What to work on:
Output each entry that follows exactly. Images stay out.

[Records for this exercise Boundary: Start]

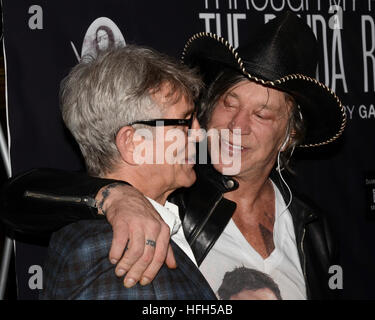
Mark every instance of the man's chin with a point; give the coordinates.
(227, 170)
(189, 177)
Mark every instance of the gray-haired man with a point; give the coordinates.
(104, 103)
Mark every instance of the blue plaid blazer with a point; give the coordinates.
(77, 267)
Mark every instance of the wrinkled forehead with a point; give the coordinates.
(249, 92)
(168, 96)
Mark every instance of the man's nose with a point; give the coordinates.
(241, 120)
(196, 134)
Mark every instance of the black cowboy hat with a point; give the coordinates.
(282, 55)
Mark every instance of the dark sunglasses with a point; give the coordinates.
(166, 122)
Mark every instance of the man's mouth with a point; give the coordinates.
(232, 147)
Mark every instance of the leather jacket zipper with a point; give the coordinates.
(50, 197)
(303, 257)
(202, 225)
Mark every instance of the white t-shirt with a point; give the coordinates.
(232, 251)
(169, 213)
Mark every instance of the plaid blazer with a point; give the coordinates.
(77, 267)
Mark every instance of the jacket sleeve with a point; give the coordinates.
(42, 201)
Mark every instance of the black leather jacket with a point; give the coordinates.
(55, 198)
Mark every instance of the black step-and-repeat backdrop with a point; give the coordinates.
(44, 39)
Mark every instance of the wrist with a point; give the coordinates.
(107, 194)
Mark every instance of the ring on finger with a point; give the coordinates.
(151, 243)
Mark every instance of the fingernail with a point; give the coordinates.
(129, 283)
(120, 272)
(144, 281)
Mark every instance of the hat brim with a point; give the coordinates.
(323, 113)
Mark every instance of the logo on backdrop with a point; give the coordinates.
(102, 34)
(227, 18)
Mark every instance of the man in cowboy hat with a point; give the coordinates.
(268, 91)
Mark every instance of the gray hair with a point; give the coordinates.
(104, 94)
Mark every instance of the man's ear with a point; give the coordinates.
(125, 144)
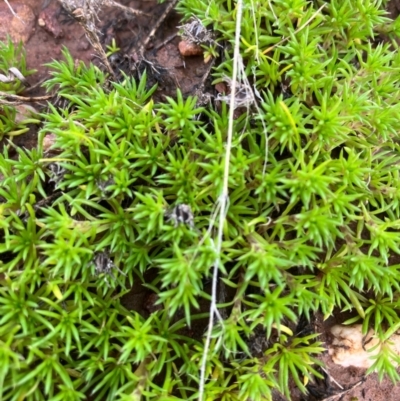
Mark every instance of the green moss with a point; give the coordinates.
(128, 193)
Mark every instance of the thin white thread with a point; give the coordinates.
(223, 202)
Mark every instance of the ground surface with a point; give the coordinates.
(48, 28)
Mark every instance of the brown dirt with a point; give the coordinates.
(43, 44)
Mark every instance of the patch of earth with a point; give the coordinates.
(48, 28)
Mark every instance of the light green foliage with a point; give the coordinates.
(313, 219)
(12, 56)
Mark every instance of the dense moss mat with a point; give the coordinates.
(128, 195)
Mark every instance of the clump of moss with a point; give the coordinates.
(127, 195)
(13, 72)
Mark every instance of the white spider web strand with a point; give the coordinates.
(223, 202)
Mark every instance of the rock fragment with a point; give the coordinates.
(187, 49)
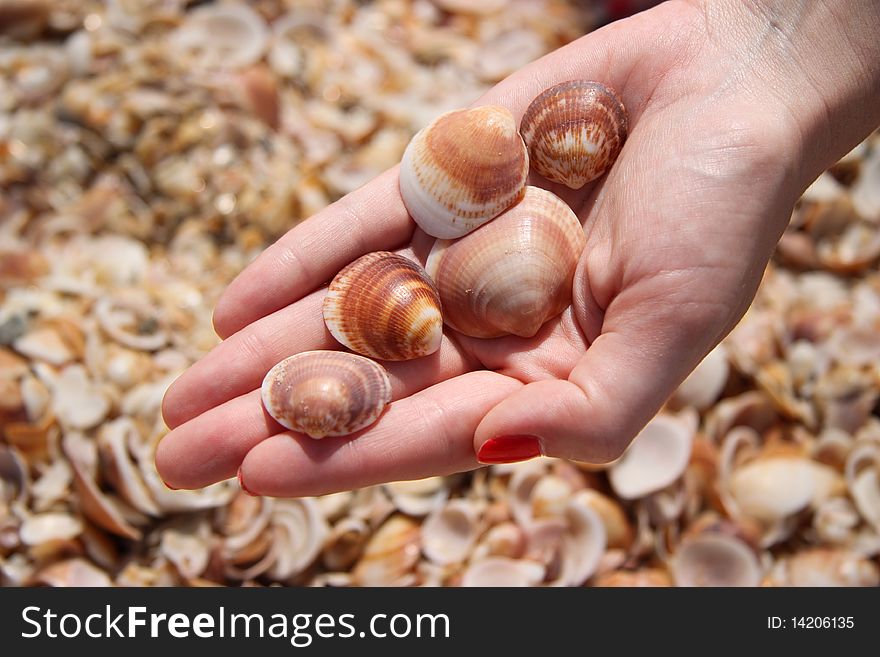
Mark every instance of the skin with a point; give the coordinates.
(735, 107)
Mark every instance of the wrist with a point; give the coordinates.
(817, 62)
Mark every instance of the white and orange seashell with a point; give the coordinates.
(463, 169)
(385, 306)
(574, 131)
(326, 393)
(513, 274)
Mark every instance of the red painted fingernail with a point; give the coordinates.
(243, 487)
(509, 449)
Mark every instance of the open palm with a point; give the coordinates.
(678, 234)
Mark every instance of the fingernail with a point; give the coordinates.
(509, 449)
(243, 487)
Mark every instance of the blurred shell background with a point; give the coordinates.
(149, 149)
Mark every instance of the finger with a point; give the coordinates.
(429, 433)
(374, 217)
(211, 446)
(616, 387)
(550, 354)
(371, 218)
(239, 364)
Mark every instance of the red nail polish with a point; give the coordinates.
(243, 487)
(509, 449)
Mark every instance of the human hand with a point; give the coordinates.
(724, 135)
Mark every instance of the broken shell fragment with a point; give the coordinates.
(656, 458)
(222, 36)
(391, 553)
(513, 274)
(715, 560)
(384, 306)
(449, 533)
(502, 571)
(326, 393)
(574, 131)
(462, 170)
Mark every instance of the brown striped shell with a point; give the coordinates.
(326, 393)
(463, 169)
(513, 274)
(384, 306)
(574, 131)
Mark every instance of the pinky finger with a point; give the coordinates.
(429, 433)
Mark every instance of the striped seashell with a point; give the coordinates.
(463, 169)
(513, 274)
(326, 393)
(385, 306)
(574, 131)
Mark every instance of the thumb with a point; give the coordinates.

[Records for this exercise Boundary: End]

Answer to the problem:
Mark every instance of the man's chin with a point; give the coordinates.
(227, 170)
(189, 177)
Mark every instance of the gray-haired man with a point; give the coordinates.
(104, 103)
Mark every instance of the blue plaid blazer with a point; give the coordinates.
(77, 267)
Mark every instance of the wrinkled forehead with a point; give the coordinates.
(249, 92)
(168, 96)
Mark every instance of the man's nose with a point; give the coordinates.
(241, 120)
(196, 134)
Mark every instance of the black cowboy hat with a point; give the coordinates.
(282, 55)
Mark every instance of the dark sunglasses with a point; give the coordinates.
(166, 122)
Mark every instance of the man's mouth with a point; give the coordinates.
(232, 147)
Mark every instance of the leather jacket zipper with a point; give the coordinates.
(50, 197)
(303, 257)
(202, 225)
Mark every instance of the white t-shirt with a point; give the coordinates.
(232, 251)
(169, 213)
Mark every instance of the plaid blazer with a point; give the coordinates.
(77, 267)
Mark every instance of the jacket sleeve with a point; give the coordinates.
(42, 201)
Mark every instance of the black leather jacket with a point; give the coordinates.
(55, 198)
Mark every instance of the black step-and-repeat backdrop with a point; give the coordinates.
(44, 39)
Mark every instance of the wrist with a point; give the coordinates.
(107, 194)
Mark every instance of the ring on finger with a point; give the coordinates.
(151, 243)
Mark every instance of the fingernail with a point; give the coordinates.
(129, 283)
(120, 272)
(144, 281)
Mark every instance of the hat brim with a point; give the coordinates.
(323, 113)
Mark every instance of the logo on backdrop with a point; give the coordinates.
(102, 34)
(227, 18)
Mark every instance of the man in cowboy hat with a point; give the coordinates.
(268, 91)
Mark every instance of the gray hair with a point; give the coordinates.
(104, 94)
Mark every instance of the man's ear with a point; give the coordinates.
(125, 144)
Mark every instance of the green moss with a point; give the coordinates.
(128, 193)
Mark every instance of the thin white thread with a point; give the coordinates.
(223, 202)
Mark every instance of the ground surface with a point; give the coordinates.
(48, 28)
Mark every instance of the brown dirt with a point; give the coordinates.
(43, 44)
Mark every instance of the patch of earth with a point; give the coordinates.
(48, 28)
Mark every instance of the light green foliage with a point; give the coordinates.
(313, 219)
(12, 56)
Mark every instance of the dense moss mat with a point; give the coordinates.
(128, 195)
Mark every instance of the clump of moss with a point; give the coordinates.
(127, 195)
(13, 72)
Mark every instance of the white spider web strand with a point; give the coordinates.
(223, 202)
Mark every instance of the rock fragment with a point; give the coordinates.
(187, 49)
Mark every instance of the skin with a point; give the coordinates.
(735, 107)
Mark every instance of the wrist with a point; give the coordinates.
(817, 62)
Mark every instance of the white and orange seashell with a point; give the coordinates.
(463, 169)
(385, 306)
(574, 131)
(326, 393)
(513, 274)
Mark every instance of the red painted fingernail with a point; give the coordinates.
(243, 487)
(509, 449)
Mark every instance of the open palm with a point; give the coordinates.
(678, 234)
Mark every instance of the fingernail with a point; give the coordinates.
(509, 449)
(243, 487)
Mark every instance of the blurred shell background with a point; give the coordinates.
(149, 149)
Mark every instance of the finger with a point; give the coordinates.
(429, 433)
(374, 217)
(211, 446)
(616, 387)
(550, 354)
(371, 218)
(239, 364)
Mark every instance of the red nail polish with a point; give the coordinates.
(243, 487)
(509, 449)
Mark every instance of the human hand with a point; give the coordinates.
(724, 135)
Mark every instance of the broken shell fragment with a point; give the coordinates.
(656, 458)
(222, 36)
(391, 553)
(513, 274)
(715, 560)
(384, 306)
(449, 533)
(502, 571)
(326, 393)
(574, 131)
(462, 170)
Mark every instance of the brown striped shell with a point; give the coordinates.
(326, 393)
(463, 169)
(513, 274)
(384, 306)
(574, 131)
Mark every instance of the pinky finger with a point; give the coordinates.
(429, 433)
Mark every instance of the striped seashell with a point; give the coordinates.
(463, 169)
(513, 274)
(326, 393)
(385, 306)
(574, 131)
Mark every instance of the thumb with a point; give the coordinates.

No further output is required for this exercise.